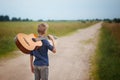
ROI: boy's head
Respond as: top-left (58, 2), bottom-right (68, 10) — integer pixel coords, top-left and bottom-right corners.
top-left (38, 23), bottom-right (48, 34)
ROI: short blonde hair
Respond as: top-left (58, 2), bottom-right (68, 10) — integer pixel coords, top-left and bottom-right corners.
top-left (38, 23), bottom-right (49, 34)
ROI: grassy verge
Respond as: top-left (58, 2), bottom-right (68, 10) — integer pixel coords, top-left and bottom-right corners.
top-left (0, 21), bottom-right (95, 57)
top-left (91, 23), bottom-right (120, 80)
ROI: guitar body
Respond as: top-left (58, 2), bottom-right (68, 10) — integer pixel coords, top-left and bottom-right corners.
top-left (15, 33), bottom-right (42, 54)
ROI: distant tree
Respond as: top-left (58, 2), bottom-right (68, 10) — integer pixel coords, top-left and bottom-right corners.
top-left (11, 17), bottom-right (18, 21)
top-left (113, 18), bottom-right (120, 23)
top-left (0, 15), bottom-right (10, 21)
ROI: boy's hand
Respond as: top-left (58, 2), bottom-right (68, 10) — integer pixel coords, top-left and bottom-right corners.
top-left (48, 35), bottom-right (54, 41)
top-left (31, 65), bottom-right (34, 73)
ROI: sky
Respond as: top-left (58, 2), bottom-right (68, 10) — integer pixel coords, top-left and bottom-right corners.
top-left (0, 0), bottom-right (120, 20)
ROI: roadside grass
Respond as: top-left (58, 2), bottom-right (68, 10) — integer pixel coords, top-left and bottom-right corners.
top-left (0, 21), bottom-right (96, 58)
top-left (91, 23), bottom-right (120, 80)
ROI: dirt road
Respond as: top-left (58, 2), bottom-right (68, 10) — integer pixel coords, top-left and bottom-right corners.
top-left (0, 23), bottom-right (101, 80)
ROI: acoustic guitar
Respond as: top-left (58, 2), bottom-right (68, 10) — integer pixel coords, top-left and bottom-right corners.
top-left (15, 33), bottom-right (42, 54)
top-left (15, 33), bottom-right (57, 54)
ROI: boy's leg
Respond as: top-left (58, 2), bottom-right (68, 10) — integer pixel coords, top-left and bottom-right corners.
top-left (34, 66), bottom-right (41, 80)
top-left (41, 66), bottom-right (49, 80)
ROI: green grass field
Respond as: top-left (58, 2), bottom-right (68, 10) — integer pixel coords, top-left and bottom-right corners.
top-left (0, 21), bottom-right (96, 56)
top-left (92, 23), bottom-right (120, 80)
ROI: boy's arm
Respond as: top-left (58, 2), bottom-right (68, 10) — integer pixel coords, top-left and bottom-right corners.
top-left (48, 35), bottom-right (56, 53)
top-left (30, 55), bottom-right (34, 73)
top-left (51, 40), bottom-right (56, 53)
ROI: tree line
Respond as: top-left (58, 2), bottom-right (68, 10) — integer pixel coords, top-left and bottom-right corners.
top-left (0, 15), bottom-right (33, 21)
top-left (0, 15), bottom-right (120, 23)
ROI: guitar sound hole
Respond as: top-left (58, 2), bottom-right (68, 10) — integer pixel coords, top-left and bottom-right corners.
top-left (23, 37), bottom-right (30, 46)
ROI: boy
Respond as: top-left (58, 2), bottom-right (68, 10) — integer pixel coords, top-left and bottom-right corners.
top-left (30, 23), bottom-right (56, 80)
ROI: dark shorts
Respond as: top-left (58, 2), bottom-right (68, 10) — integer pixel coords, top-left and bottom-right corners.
top-left (34, 66), bottom-right (49, 80)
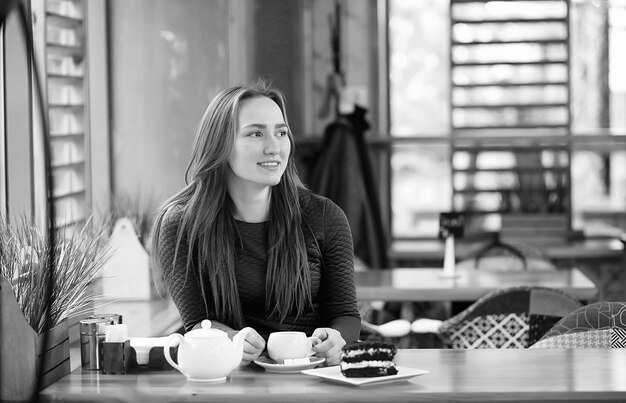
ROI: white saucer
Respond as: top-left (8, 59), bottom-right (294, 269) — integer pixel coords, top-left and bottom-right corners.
top-left (302, 365), bottom-right (428, 386)
top-left (254, 356), bottom-right (326, 374)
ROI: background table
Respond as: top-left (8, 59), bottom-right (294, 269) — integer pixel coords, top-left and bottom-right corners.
top-left (40, 349), bottom-right (626, 403)
top-left (355, 268), bottom-right (597, 302)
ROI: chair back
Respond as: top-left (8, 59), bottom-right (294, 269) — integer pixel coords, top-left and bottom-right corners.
top-left (439, 286), bottom-right (582, 349)
top-left (531, 301), bottom-right (626, 348)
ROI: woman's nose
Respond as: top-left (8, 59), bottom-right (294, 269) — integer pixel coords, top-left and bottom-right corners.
top-left (264, 136), bottom-right (280, 155)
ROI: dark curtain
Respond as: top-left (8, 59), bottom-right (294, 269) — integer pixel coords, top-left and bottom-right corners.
top-left (309, 106), bottom-right (389, 269)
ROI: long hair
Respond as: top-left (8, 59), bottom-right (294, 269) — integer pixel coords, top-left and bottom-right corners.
top-left (152, 82), bottom-right (312, 328)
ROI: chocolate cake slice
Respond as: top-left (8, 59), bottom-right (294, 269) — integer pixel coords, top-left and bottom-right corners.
top-left (339, 342), bottom-right (398, 378)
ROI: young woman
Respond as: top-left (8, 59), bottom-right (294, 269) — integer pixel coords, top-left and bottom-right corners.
top-left (152, 83), bottom-right (360, 365)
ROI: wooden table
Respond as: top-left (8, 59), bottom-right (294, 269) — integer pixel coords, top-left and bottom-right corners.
top-left (355, 268), bottom-right (597, 302)
top-left (389, 239), bottom-right (624, 264)
top-left (40, 349), bottom-right (626, 403)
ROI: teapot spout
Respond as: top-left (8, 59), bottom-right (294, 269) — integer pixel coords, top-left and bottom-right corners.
top-left (233, 327), bottom-right (252, 369)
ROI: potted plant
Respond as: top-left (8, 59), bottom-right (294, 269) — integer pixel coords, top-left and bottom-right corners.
top-left (0, 216), bottom-right (110, 400)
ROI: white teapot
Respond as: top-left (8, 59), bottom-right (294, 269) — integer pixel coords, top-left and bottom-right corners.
top-left (163, 319), bottom-right (251, 382)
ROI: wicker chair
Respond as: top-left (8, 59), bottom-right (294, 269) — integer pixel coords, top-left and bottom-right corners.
top-left (439, 286), bottom-right (582, 349)
top-left (531, 301), bottom-right (626, 348)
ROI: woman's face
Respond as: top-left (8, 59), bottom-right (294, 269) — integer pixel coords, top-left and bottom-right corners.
top-left (228, 97), bottom-right (291, 187)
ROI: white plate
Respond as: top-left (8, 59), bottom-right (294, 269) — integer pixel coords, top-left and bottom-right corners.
top-left (302, 365), bottom-right (428, 386)
top-left (254, 356), bottom-right (326, 374)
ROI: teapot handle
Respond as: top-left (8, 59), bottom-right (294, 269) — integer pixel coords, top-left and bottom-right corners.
top-left (163, 333), bottom-right (185, 375)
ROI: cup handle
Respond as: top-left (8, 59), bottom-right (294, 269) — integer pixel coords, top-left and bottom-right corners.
top-left (308, 336), bottom-right (322, 357)
top-left (163, 333), bottom-right (185, 375)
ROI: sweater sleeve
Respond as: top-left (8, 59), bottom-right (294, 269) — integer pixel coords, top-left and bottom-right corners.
top-left (321, 199), bottom-right (361, 343)
top-left (157, 211), bottom-right (210, 331)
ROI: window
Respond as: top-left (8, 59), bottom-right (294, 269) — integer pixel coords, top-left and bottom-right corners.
top-left (388, 0), bottom-right (626, 239)
top-left (42, 0), bottom-right (89, 227)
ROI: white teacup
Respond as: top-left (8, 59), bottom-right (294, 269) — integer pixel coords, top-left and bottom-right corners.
top-left (267, 332), bottom-right (322, 364)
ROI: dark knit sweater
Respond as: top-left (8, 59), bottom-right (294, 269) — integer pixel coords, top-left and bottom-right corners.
top-left (158, 191), bottom-right (360, 343)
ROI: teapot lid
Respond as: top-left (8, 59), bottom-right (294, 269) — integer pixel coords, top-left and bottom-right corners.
top-left (185, 319), bottom-right (228, 339)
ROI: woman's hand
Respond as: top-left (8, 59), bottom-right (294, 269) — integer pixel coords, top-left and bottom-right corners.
top-left (231, 329), bottom-right (265, 365)
top-left (313, 327), bottom-right (346, 365)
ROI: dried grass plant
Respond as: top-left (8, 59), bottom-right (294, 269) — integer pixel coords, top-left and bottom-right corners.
top-left (0, 216), bottom-right (111, 333)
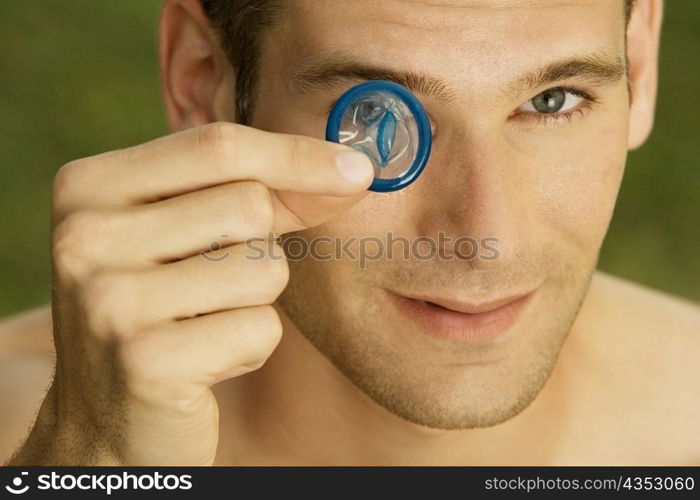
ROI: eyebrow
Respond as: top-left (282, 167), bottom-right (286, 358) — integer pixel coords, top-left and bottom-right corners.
top-left (290, 52), bottom-right (627, 103)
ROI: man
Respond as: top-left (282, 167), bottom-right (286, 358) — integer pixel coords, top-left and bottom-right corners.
top-left (2, 0), bottom-right (700, 464)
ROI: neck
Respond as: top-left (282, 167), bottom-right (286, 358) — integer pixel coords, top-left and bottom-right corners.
top-left (214, 296), bottom-right (596, 465)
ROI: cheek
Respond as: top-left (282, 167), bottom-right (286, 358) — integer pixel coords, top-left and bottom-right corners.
top-left (529, 109), bottom-right (627, 251)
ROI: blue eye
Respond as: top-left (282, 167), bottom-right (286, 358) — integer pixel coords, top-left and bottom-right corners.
top-left (377, 111), bottom-right (396, 167)
top-left (357, 101), bottom-right (386, 127)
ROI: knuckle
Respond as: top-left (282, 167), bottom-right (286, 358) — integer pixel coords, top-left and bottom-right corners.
top-left (242, 181), bottom-right (274, 234)
top-left (51, 212), bottom-right (99, 273)
top-left (51, 159), bottom-right (87, 210)
top-left (251, 306), bottom-right (282, 364)
top-left (289, 135), bottom-right (314, 171)
top-left (80, 272), bottom-right (140, 339)
top-left (261, 243), bottom-right (289, 292)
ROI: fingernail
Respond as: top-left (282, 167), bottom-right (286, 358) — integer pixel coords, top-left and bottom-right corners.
top-left (335, 151), bottom-right (374, 184)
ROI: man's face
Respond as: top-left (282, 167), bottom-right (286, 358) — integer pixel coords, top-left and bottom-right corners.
top-left (247, 0), bottom-right (629, 428)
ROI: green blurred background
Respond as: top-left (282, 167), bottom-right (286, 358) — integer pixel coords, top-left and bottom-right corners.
top-left (0, 0), bottom-right (700, 316)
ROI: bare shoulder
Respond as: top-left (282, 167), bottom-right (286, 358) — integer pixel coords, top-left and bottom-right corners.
top-left (584, 273), bottom-right (700, 464)
top-left (0, 306), bottom-right (55, 463)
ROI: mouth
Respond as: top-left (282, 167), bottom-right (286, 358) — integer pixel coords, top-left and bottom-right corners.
top-left (386, 290), bottom-right (535, 343)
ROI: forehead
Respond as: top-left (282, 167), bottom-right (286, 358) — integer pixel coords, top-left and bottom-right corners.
top-left (265, 0), bottom-right (625, 86)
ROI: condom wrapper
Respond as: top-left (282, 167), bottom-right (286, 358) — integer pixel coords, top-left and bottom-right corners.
top-left (326, 80), bottom-right (432, 192)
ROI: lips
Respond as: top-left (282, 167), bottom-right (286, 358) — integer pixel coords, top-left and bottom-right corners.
top-left (388, 291), bottom-right (535, 343)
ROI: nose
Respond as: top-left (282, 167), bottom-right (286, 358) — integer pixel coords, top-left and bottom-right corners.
top-left (416, 126), bottom-right (535, 270)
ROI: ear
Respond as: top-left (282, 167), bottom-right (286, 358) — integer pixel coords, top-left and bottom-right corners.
top-left (627, 0), bottom-right (663, 149)
top-left (158, 0), bottom-right (235, 130)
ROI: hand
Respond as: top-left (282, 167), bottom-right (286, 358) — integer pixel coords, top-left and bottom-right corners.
top-left (11, 123), bottom-right (372, 465)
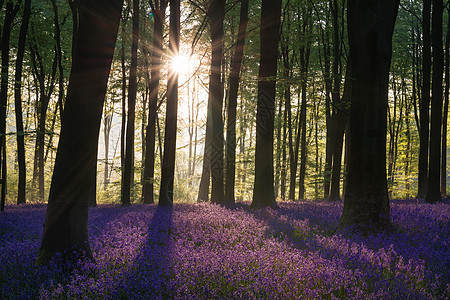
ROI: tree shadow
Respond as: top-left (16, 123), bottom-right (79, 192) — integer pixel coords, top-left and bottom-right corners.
top-left (236, 202), bottom-right (449, 298)
top-left (114, 205), bottom-right (174, 299)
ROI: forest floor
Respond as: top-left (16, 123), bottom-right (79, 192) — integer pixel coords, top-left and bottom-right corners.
top-left (0, 200), bottom-right (450, 299)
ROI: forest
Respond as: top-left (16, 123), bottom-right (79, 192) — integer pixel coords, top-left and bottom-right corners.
top-left (0, 0), bottom-right (450, 299)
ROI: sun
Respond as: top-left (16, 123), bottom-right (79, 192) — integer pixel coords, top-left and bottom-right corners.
top-left (170, 54), bottom-right (189, 74)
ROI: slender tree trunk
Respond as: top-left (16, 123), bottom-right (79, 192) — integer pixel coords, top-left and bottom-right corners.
top-left (441, 8), bottom-right (450, 197)
top-left (30, 41), bottom-right (57, 201)
top-left (158, 0), bottom-right (180, 206)
top-left (14, 0), bottom-right (31, 204)
top-left (417, 0), bottom-right (431, 198)
top-left (0, 1), bottom-right (21, 211)
top-left (122, 0), bottom-right (139, 206)
top-left (341, 0), bottom-right (399, 230)
top-left (142, 0), bottom-right (167, 203)
top-left (197, 94), bottom-right (212, 202)
top-left (51, 0), bottom-right (64, 119)
top-left (103, 113), bottom-right (113, 191)
top-left (120, 5), bottom-right (130, 200)
top-left (224, 0), bottom-right (248, 204)
top-left (298, 9), bottom-right (312, 200)
top-left (251, 0), bottom-right (281, 208)
top-left (69, 0), bottom-right (80, 53)
top-left (37, 0), bottom-right (123, 265)
top-left (425, 0), bottom-right (444, 203)
top-left (280, 99), bottom-right (287, 200)
top-left (208, 0), bottom-right (225, 204)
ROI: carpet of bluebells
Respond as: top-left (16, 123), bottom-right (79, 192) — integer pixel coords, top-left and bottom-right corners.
top-left (0, 200), bottom-right (450, 299)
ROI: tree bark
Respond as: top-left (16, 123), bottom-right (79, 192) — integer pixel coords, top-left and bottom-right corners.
top-left (142, 0), bottom-right (167, 204)
top-left (158, 0), bottom-right (180, 206)
top-left (425, 0), bottom-right (444, 203)
top-left (122, 0), bottom-right (139, 206)
top-left (0, 1), bottom-right (21, 211)
top-left (37, 0), bottom-right (123, 265)
top-left (14, 0), bottom-right (31, 204)
top-left (208, 0), bottom-right (225, 204)
top-left (341, 0), bottom-right (399, 230)
top-left (417, 0), bottom-right (431, 198)
top-left (224, 0), bottom-right (248, 204)
top-left (441, 8), bottom-right (450, 197)
top-left (251, 0), bottom-right (281, 208)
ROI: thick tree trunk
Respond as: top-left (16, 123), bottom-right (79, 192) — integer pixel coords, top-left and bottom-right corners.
top-left (158, 0), bottom-right (180, 206)
top-left (14, 0), bottom-right (31, 204)
top-left (197, 94), bottom-right (212, 202)
top-left (208, 0), bottom-right (225, 204)
top-left (224, 0), bottom-right (248, 204)
top-left (425, 0), bottom-right (444, 203)
top-left (142, 0), bottom-right (167, 203)
top-left (103, 113), bottom-right (113, 191)
top-left (37, 0), bottom-right (123, 265)
top-left (0, 1), bottom-right (20, 211)
top-left (341, 0), bottom-right (399, 229)
top-left (441, 8), bottom-right (450, 197)
top-left (120, 10), bottom-right (130, 204)
top-left (122, 0), bottom-right (139, 206)
top-left (251, 0), bottom-right (281, 208)
top-left (417, 0), bottom-right (431, 198)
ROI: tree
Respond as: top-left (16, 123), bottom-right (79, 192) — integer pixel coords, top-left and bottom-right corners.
top-left (122, 0), bottom-right (139, 206)
top-left (158, 0), bottom-right (180, 206)
top-left (142, 0), bottom-right (167, 203)
top-left (37, 0), bottom-right (123, 265)
top-left (417, 0), bottom-right (431, 198)
top-left (14, 0), bottom-right (31, 204)
top-left (225, 0), bottom-right (248, 203)
top-left (341, 0), bottom-right (399, 228)
top-left (251, 0), bottom-right (282, 208)
top-left (425, 0), bottom-right (444, 203)
top-left (0, 1), bottom-right (21, 211)
top-left (208, 0), bottom-right (225, 204)
top-left (441, 7), bottom-right (450, 197)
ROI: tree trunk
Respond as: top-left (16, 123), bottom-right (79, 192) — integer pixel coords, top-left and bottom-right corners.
top-left (37, 0), bottom-right (123, 265)
top-left (158, 0), bottom-right (180, 206)
top-left (224, 0), bottom-right (248, 204)
top-left (341, 0), bottom-right (399, 229)
top-left (417, 0), bottom-right (431, 198)
top-left (208, 0), bottom-right (225, 204)
top-left (14, 0), bottom-right (31, 204)
top-left (251, 0), bottom-right (281, 208)
top-left (0, 1), bottom-right (20, 211)
top-left (328, 0), bottom-right (350, 201)
top-left (441, 8), bottom-right (450, 197)
top-left (298, 9), bottom-right (312, 200)
top-left (122, 0), bottom-right (139, 206)
top-left (425, 0), bottom-right (444, 203)
top-left (103, 111), bottom-right (114, 191)
top-left (120, 5), bottom-right (130, 204)
top-left (142, 0), bottom-right (167, 204)
top-left (197, 93), bottom-right (212, 202)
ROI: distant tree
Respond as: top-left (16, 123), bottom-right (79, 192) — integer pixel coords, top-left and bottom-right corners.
top-left (251, 0), bottom-right (282, 208)
top-left (158, 0), bottom-right (180, 206)
top-left (208, 0), bottom-right (225, 204)
top-left (142, 0), bottom-right (167, 203)
top-left (225, 0), bottom-right (248, 203)
top-left (441, 7), bottom-right (450, 197)
top-left (122, 0), bottom-right (139, 206)
top-left (0, 1), bottom-right (21, 211)
top-left (417, 0), bottom-right (431, 198)
top-left (425, 0), bottom-right (444, 203)
top-left (37, 0), bottom-right (123, 265)
top-left (14, 0), bottom-right (31, 204)
top-left (341, 0), bottom-right (399, 228)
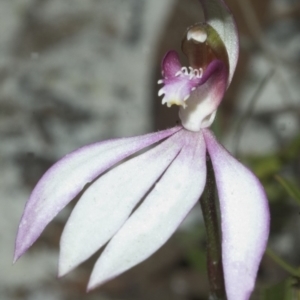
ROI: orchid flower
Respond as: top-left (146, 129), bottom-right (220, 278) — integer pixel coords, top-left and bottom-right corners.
top-left (15, 0), bottom-right (269, 300)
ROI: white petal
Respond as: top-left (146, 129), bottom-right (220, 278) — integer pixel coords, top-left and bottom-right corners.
top-left (203, 130), bottom-right (270, 300)
top-left (59, 131), bottom-right (184, 276)
top-left (14, 127), bottom-right (180, 261)
top-left (88, 131), bottom-right (206, 289)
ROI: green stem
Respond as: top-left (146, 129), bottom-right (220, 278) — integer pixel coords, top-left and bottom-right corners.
top-left (266, 248), bottom-right (300, 277)
top-left (200, 159), bottom-right (226, 300)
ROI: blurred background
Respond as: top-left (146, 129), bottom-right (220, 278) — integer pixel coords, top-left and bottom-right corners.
top-left (0, 0), bottom-right (300, 300)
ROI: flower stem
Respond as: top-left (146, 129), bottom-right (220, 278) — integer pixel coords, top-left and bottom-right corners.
top-left (200, 156), bottom-right (226, 300)
top-left (266, 248), bottom-right (300, 278)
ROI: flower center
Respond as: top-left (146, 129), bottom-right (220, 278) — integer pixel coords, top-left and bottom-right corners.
top-left (181, 23), bottom-right (228, 72)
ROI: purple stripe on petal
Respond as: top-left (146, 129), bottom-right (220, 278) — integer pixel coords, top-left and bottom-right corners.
top-left (14, 127), bottom-right (181, 261)
top-left (200, 0), bottom-right (239, 86)
top-left (88, 131), bottom-right (206, 289)
top-left (59, 130), bottom-right (184, 276)
top-left (203, 129), bottom-right (270, 300)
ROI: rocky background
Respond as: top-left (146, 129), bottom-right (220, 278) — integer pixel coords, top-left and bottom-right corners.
top-left (0, 0), bottom-right (300, 300)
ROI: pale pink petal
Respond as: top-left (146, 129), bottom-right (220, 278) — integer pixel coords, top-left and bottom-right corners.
top-left (59, 130), bottom-right (184, 276)
top-left (14, 127), bottom-right (180, 261)
top-left (203, 129), bottom-right (270, 300)
top-left (200, 0), bottom-right (239, 86)
top-left (88, 131), bottom-right (206, 289)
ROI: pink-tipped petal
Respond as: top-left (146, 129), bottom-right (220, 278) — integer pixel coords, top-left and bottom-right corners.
top-left (59, 131), bottom-right (184, 276)
top-left (88, 131), bottom-right (206, 289)
top-left (14, 127), bottom-right (180, 261)
top-left (179, 60), bottom-right (228, 131)
top-left (200, 0), bottom-right (239, 86)
top-left (203, 129), bottom-right (270, 300)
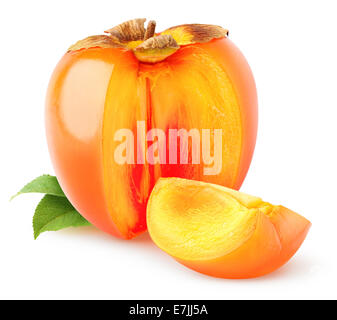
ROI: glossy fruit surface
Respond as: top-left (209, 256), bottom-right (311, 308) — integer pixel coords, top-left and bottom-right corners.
top-left (147, 178), bottom-right (311, 279)
top-left (46, 20), bottom-right (257, 239)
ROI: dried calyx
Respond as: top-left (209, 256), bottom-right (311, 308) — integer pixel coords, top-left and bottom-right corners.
top-left (68, 19), bottom-right (228, 63)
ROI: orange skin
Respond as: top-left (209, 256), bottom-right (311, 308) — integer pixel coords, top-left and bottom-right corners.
top-left (175, 206), bottom-right (311, 279)
top-left (46, 38), bottom-right (257, 239)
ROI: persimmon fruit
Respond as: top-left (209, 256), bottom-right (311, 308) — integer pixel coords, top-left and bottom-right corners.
top-left (46, 19), bottom-right (257, 239)
top-left (147, 178), bottom-right (311, 279)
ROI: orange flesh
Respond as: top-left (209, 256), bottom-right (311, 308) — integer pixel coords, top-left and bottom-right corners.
top-left (147, 178), bottom-right (311, 278)
top-left (46, 38), bottom-right (257, 239)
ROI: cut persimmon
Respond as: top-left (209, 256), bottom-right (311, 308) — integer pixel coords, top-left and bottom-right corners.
top-left (147, 178), bottom-right (311, 279)
top-left (46, 19), bottom-right (257, 239)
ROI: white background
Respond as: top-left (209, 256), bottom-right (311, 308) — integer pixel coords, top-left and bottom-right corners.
top-left (0, 0), bottom-right (337, 299)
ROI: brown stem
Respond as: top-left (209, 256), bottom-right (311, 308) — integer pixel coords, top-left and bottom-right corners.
top-left (144, 20), bottom-right (156, 41)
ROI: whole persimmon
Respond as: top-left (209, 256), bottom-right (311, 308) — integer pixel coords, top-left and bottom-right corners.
top-left (46, 19), bottom-right (257, 239)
----------
TASK DESCRIPTION: Take the lines from the start of the items through the line that contains "top-left (38, 23), bottom-right (48, 34)", both ends included, and set them out as a numbered list with blank lines skipped. Leave the pictures out.

ANSWER BELOW:
1. ROI: boy's head
2. Respond as: top-left (58, 2), bottom-right (68, 10) — integer pixel coords, top-left and bottom-right corners.
3. top-left (38, 23), bottom-right (48, 34)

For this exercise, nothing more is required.